___ Supplied material
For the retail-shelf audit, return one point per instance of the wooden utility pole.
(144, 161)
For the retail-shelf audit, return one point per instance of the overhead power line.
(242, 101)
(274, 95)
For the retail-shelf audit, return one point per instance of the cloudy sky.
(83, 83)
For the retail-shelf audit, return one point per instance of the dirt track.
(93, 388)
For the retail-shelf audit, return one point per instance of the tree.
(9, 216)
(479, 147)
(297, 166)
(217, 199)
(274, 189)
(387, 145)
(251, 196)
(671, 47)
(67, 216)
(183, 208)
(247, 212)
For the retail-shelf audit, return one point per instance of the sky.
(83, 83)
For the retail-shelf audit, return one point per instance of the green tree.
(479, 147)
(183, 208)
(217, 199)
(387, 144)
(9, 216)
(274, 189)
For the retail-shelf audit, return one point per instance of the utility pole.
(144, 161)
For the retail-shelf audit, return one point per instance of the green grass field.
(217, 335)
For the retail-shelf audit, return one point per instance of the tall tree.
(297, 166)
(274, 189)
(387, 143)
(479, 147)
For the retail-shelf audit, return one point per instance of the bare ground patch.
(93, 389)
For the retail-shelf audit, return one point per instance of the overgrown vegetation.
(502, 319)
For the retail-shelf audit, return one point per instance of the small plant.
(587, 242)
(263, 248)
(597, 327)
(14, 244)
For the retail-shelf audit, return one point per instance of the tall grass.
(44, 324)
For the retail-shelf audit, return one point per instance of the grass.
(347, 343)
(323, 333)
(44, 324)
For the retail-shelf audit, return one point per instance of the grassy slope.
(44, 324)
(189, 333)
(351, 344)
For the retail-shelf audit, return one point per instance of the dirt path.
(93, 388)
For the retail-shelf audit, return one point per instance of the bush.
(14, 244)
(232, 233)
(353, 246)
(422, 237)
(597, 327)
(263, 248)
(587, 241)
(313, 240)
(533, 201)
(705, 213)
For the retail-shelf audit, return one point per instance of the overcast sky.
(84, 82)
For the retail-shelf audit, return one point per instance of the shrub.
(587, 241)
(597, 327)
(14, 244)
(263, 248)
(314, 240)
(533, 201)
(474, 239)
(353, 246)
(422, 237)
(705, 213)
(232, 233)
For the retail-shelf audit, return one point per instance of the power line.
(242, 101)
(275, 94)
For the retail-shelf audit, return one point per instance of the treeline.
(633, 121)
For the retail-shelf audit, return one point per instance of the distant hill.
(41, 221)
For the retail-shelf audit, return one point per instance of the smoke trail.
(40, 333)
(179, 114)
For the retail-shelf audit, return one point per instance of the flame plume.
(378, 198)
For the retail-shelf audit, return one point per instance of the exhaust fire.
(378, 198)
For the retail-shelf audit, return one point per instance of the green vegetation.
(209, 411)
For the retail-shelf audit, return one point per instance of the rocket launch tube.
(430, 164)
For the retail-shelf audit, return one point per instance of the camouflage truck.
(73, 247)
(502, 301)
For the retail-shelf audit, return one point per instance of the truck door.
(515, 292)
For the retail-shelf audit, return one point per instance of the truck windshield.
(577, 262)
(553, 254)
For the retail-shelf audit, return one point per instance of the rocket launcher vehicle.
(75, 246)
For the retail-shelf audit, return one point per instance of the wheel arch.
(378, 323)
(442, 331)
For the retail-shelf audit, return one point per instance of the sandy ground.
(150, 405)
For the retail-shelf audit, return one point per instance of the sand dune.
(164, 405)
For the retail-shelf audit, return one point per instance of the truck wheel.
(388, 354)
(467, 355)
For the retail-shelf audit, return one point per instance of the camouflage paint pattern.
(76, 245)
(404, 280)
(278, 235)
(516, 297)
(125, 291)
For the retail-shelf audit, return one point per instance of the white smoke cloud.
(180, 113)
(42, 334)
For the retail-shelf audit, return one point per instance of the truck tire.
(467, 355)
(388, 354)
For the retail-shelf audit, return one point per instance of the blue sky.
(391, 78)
______
◆ Assigned task
For this task, retype the material exactly, line for line.

◆ The completed task
For the retail-shelf audit, return one point per instance of the wooden utility pole.
(144, 161)
For the retail-shelf audit, return one point per instance of the overhead power line.
(242, 101)
(274, 95)
For the retail-shelf audit, return one point per instance of the cloudy sky.
(83, 83)
For the retail-shelf audit, return one point per instance of the dirt track.
(93, 388)
For the retail-shelf audit, return one point per instance of the tree.
(9, 216)
(479, 147)
(297, 166)
(217, 199)
(274, 189)
(387, 145)
(251, 196)
(671, 47)
(67, 216)
(183, 208)
(247, 212)
For the retail-shelf audit, return one point per instance of the sky.
(83, 83)
For the retail-shelf audit, return one point per instance of the green tree.
(479, 147)
(183, 208)
(217, 199)
(387, 144)
(9, 216)
(274, 189)
For the retail-shelf audit, return one point per instance of the utility pole.
(144, 161)
For the retail-shelf audit, return one point per instance of the green grass field.
(217, 335)
For the retail-shelf audit, return one point per instance of the tall tree.
(297, 166)
(274, 189)
(387, 143)
(479, 147)
For the retail-shelf audit, return one point per instance of the bare ground patch.
(93, 389)
For the retail-shelf audit, return one point per instance of the overgrown vegetation.
(502, 319)
For the retail-shelf audit, return one point per instance of the small plant.
(587, 242)
(263, 248)
(597, 327)
(14, 244)
For the retail-shelf audit, return one point per instance of the tall grass.
(44, 324)
For the retail-shelf audit, return one point per instance of the grass.
(347, 343)
(323, 333)
(44, 324)
For the retail-shelf audit, return one point per instance of the grassy slope.
(44, 324)
(189, 333)
(351, 344)
For the retail-shelf audit, return one point per instance of the dirt path.
(93, 388)
For the retail-shelf audit, return one point per instance of the bush.
(14, 244)
(232, 233)
(353, 246)
(422, 237)
(597, 327)
(263, 248)
(587, 241)
(313, 240)
(533, 201)
(705, 213)
For the retail-shelf audit, return one point per instance of the overcast sky.
(84, 82)
For the retail-shelf audit, return one point per instance of the shrub.
(587, 241)
(597, 327)
(14, 244)
(263, 248)
(314, 240)
(533, 201)
(474, 239)
(353, 246)
(422, 237)
(705, 213)
(232, 233)
For the retail-shelf audit, return one point per instance of the power line.
(242, 101)
(275, 94)
For the retail-shelf audit, return one point per instance of the treeline.
(633, 121)
For the retail-shelf audit, return one point per instance of the distant hill.
(41, 221)
For the retail-shelf audit, return one point per instance of the smoke trail.
(40, 333)
(179, 114)
For the retail-shelf audit, return one point per instance of the flame plume.
(378, 198)
For the retail-shelf audit, return one point per instance of the exhaust fire.
(378, 198)
For the retail-shelf audit, return one point per instance of the green vegetation.
(209, 411)
For the retail-shelf audit, return one point per instance of the rocket launch tube.
(430, 164)
For the retail-shelf audit, return one point per instance of the camouflage truck.
(73, 247)
(502, 301)
For the retail-shelf audit, return one point per instance of the truck door.
(515, 292)
For the retail-shelf audit, return one point per instance of the truck windshield.
(577, 262)
(553, 254)
For the retail-shelf audit, return one point per instance of the rocket launcher vehicle.
(75, 246)
For the retail-shelf audit, return one point per instance of the wheel arch.
(378, 323)
(442, 331)
For the retail-shelf audit, return one point per instance of the sandy ground.
(150, 405)
For the retail-shelf audit, return one point per instance of the sand dune.
(164, 405)
For the retail-shelf audit, return one point per instance of the truck wheel.
(388, 354)
(467, 355)
For the retail-shelf audit, return one point per instance of the camouflage paint pattern.
(76, 245)
(404, 280)
(278, 235)
(516, 297)
(125, 291)
For the retail-shelf audit, return one point per instance of the white smoke cloud.
(180, 113)
(42, 334)
For the retail-shelf audit, return one point per instance of the truck tire.
(467, 355)
(388, 354)
For the retail-shelf audit, return one point per instance of the blue sky.
(391, 78)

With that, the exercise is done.